[Goal]
Show every line in the entries below that contains the word "petal".

Source data:
• • • • •
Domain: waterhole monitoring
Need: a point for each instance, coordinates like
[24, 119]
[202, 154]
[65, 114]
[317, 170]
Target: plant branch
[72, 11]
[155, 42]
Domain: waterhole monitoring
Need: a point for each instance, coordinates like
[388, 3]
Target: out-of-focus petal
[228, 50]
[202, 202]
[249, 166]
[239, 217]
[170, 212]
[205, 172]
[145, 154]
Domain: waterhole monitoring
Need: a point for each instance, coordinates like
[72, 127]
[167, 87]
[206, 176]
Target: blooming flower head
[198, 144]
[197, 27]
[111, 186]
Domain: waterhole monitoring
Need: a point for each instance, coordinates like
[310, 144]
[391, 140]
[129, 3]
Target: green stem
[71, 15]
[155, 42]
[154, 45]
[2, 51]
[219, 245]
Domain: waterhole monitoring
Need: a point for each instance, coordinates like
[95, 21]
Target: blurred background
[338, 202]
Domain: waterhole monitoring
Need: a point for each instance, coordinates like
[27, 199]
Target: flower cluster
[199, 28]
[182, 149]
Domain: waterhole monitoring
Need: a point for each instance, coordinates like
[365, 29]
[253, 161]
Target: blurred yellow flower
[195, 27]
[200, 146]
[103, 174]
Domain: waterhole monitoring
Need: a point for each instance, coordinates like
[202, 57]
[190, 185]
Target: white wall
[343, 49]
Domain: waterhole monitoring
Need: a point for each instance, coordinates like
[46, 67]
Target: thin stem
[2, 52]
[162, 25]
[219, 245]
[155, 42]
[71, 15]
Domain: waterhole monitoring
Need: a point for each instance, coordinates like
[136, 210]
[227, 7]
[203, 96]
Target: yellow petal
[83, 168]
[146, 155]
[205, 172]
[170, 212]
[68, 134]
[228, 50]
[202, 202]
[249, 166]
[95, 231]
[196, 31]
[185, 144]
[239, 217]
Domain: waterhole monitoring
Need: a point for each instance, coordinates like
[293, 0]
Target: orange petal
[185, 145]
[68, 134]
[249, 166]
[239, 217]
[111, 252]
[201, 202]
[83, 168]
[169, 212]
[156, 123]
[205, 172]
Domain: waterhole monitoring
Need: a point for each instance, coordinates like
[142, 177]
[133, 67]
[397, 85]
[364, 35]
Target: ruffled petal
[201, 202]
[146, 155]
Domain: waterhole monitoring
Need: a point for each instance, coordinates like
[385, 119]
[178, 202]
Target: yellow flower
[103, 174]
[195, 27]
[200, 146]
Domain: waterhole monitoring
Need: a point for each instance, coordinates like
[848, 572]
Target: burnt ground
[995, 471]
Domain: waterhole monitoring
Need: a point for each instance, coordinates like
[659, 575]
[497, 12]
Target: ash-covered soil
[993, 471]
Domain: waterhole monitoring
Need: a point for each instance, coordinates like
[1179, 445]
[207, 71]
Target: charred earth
• • • • •
[Written solution]
Target: out-of-focus petal
Target: yellow petal
Target: orange petal
Target: ruffled petal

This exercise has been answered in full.